──────── Records supplied
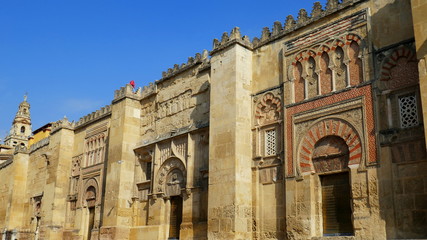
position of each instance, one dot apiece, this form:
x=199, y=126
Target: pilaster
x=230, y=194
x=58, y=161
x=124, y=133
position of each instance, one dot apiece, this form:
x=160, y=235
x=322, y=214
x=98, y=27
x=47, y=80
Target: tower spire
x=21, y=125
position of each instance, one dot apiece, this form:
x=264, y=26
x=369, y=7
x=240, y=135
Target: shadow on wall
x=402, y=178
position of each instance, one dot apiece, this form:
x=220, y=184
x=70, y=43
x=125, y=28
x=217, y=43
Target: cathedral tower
────────────────
──────── Records supplied
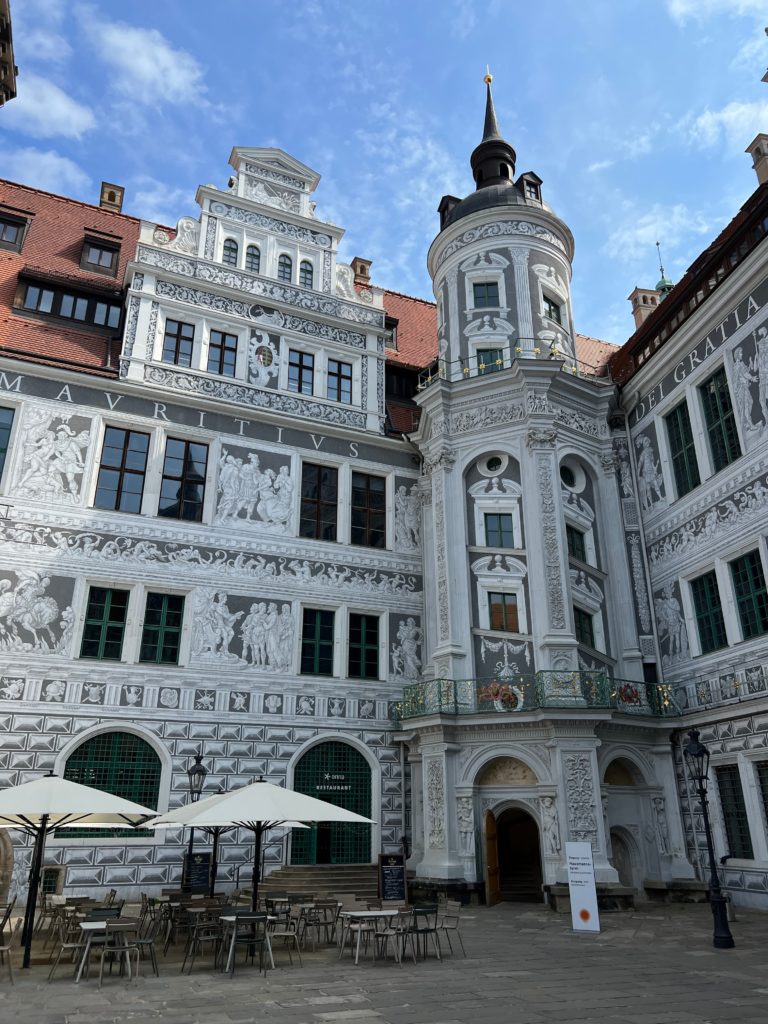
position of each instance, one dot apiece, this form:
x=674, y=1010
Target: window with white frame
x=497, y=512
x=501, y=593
────────────────
**Directions**
Find "x=264, y=26" in the entries above and copy that whole line exactly, then each line after it through the line that contains "Target: cathedral tower".

**Written answer**
x=264, y=26
x=369, y=7
x=240, y=135
Target: shadow on wall
x=402, y=178
position of each instance, one dot apiece, this form:
x=220, y=184
x=70, y=43
x=125, y=28
x=217, y=43
Target: cathedral tower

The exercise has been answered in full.